→ Task requirements:
1 – Using the episode discussion, answer these:
(a) What does Ken want someone to remind Daryl about?
(b) From how far away is Carl described ripping into zombies with his revolver?
(c) For how many opening minutes did the silence that Jeannie calls super intense last?
2 – Summarize the episode discussion in two sentences.

→ Provided text:
+++
Joe: I can eat an owl if I want to!

Jeannie: I didn’t really see it as Rick making that call for the whole group (maybe I was only selectively paying attention) but more like that was him drawing the line of how far beyond the scope of healthy and normal he will make his child live?

Carly: I like this toeing the line with that needs hierarchy…when does starving conquer putting on airs? Or the life or death of others vs the pursuit of the ideal of civility?

Joe: Seriously. I wonder what would have happened if someone just walked over and started eating the other can of dog food. Would Rick have pistol-whipped them or something? Or are they so scared of him now they just don’t?

Ken: Can someone remind Daryl that chopper-riding makes everyone at home extremely nervous? Also, Carl ripping into zombies with his revolver from 80 yards away…yeah…not quite believable yet, kid.

Jeannie: Can I just say that the silence that pervaded these first 8 minutes was super intense? Granted, nobody’s going to be chatting up a storm while they patrol but, given how tense things were at the end of the last season, I couldn’t help but feel the whole weight of that carry over from the “Previously.” And I’m sure we’re meant to. But seriously. The silence is a very effective tool for making viewers think about the relationships and the tone of the show. The show has used silence pretty effectively before and I like that they’ve kept it up. (I may or may not also enjoy looking at the ways in which silence is used… )
+++
→ Dataset extract:
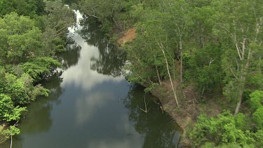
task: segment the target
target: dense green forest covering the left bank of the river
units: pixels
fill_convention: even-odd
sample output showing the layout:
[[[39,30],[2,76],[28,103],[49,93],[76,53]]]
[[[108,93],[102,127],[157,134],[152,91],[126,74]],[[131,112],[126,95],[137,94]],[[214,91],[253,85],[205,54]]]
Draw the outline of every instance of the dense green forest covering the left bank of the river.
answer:
[[[49,90],[40,81],[60,67],[74,11],[62,1],[0,1],[0,143],[20,133],[27,105]]]

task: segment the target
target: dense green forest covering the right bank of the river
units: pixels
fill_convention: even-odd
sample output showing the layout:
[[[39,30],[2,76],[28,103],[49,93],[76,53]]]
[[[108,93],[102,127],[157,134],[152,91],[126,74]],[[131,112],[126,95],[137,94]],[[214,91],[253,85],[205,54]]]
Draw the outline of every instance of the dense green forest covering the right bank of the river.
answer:
[[[263,147],[262,1],[81,0],[79,9],[114,40],[136,30],[121,48],[129,81],[169,91],[179,114],[194,88],[191,147]]]

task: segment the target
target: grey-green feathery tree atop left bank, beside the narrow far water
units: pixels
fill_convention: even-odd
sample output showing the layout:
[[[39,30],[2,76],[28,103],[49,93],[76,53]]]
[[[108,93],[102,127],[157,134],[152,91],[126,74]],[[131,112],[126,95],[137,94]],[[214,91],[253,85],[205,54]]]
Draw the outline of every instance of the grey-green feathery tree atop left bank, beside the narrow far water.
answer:
[[[74,11],[62,1],[46,1],[46,15],[42,16],[43,35],[46,53],[65,51],[66,31],[76,24]]]

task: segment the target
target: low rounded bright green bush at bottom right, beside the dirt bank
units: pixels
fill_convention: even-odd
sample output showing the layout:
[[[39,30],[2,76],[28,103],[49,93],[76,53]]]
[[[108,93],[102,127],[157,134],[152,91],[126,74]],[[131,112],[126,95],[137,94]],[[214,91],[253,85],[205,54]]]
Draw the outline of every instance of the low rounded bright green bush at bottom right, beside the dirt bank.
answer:
[[[200,115],[190,137],[195,146],[199,146],[203,142],[249,144],[252,141],[251,137],[243,130],[238,129],[240,126],[236,126],[238,123],[229,112],[218,114],[213,118]]]

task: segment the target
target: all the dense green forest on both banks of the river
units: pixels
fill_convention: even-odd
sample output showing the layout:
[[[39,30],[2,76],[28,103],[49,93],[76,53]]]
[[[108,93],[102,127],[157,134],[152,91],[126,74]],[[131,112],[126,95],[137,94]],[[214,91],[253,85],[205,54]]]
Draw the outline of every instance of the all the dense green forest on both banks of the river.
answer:
[[[172,100],[170,114],[190,116],[182,142],[263,147],[260,0],[1,0],[1,141],[20,133],[15,125],[29,102],[48,96],[40,81],[60,66],[55,53],[65,50],[75,22],[64,3],[100,21],[112,41],[135,30],[120,47],[128,58],[123,74]]]

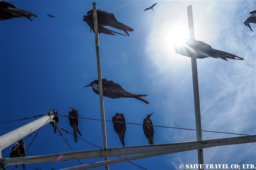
+++
→ Results:
1 –
(a) That chopper-riding makes everyone at home extremely nervous.
(b) 80 yards.
(c) The first 8 minutes.

2 – Viewers react to a show's episode: Jeannie reads Rick's call as drawing a line on how far beyond healthy and normal his child will live, Carly weighs starving against the pursuit of civility, and Joe wonders what would have happened if someone had eaten the other can of dog food. Ken objects to Daryl's chopper-riding and to Carl's 80-yard revolver shots, while Jeannie praises the intense silence of the first 8 minutes as a very effective tool.